▶ [Passage shown]
# Jacket time.. Volcom or Burton AK



## txb0115 (Sep 20, 2015)

I've had both the Volcom Guide Jacket and Burton AK Hover..Both are Gore-tex 3L. I much prefer the Burton, the Volcom has no hand/side pockets and has a lining in it that makes it not quite as breathable. I'm a fan of Volcom stuff and have had lots of their outerwear over the years, but I didn't dig the Guide Jacket...


----------



## freshy (Nov 18, 2009)

I was going to reply saying if you plan to get Volcom pants it's a no brainer but since you already have the AK pant chances are the skirt would (or should) fit. If the new AK jacket's skirt won't work with the old AK pant I'd go Volcom as a fuck you to Burton for trying to force you to buy a new outerwear setup for the sake of it.

Then again if you know the fit of a L Burton fits you good.

Then again the Volcom is 3L instead of 2...

Sorry I'm probably repeating the struggle in your head.

I'd go Volcom just because of the 3L personally.


----------



## thedru13 (Jan 4, 2014)

Thanks for the feedback. I have had my issues with button gear in the past. My AK pants are new so from last season so should work with burtons new stuff. Not 100% sure on that so will check. 

Don't care much about the pockets on the volcom jacket since I like the 2 big zipper pockets. I tend to stay in the colder climates so that is my real concern with any shell just having enough on to keep warm and not be weighed down. I can snag the volcom for around 220 bucks just worried about the size issue.


----------



## SGboarder (Jun 24, 2012)

freshy said:


> I was going to reply saying if you plan to get Volcom pants it's a no brainer but since you already have the AK pant chances are the skirt would (or should) fit. If the new AK jacket's skirt won't work with the old AK pant I'd go Volcom as a fuck you to Burton for trying to force you to buy a new outerwear setup for the sake of it.


I read it the other way around: He is concerned about the Volcom (proprietary) zip system not working with the pants. 
Burton's is just the regular clips so don't see how that forces him to do anything.


----------



## freshy (Nov 18, 2009)

SGboarder said:


> I read it the other way around: He is concerned about the Volcom (proprietary) zip system not working with the pants.
> Burton's is just the regular clips so don't see how that forces him to do anything.


I said it should work, but meant to make sure the clips still line up and stuff just in case they did a design change or something.


----------



## thedru13 (Jan 4, 2014)

So they didn't end up having the guide jacket so went with the Volcom TD2... Hopefully this will last me like my other jacket did.


----------



## ekb18c (Mar 11, 2013)

▶ [Given problem]
Answer these from the jacket forum thread:
1. Which two jackets has txb0115 owned?
2. About how much could thedru13 get the Volcom jacket for?
3. Which jacket did thedru13 end up choosing?

▶ [Stored rows]

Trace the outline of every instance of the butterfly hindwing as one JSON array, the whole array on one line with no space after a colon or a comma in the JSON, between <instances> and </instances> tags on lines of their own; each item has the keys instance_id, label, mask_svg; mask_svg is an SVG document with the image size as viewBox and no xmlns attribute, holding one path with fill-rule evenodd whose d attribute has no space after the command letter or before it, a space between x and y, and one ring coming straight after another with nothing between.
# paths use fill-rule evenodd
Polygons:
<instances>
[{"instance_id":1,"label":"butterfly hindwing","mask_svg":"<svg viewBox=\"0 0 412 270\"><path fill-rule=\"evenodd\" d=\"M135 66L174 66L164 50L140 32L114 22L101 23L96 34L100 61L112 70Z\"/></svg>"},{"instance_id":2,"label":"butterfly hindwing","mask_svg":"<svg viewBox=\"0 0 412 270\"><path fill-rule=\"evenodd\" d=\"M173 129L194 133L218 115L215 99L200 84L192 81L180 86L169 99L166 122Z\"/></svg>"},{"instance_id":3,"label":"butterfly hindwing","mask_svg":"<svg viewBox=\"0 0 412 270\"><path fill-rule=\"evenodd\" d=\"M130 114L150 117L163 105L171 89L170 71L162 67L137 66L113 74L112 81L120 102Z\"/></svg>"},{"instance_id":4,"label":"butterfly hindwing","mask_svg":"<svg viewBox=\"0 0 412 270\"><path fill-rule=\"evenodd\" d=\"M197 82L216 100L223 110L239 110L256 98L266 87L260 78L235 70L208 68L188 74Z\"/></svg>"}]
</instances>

▶ [Problem solution]
1. The Volcom Guide Jacket and the Burton AK Hover.
2. Around 220 bucks.
3. The Volcom TD2.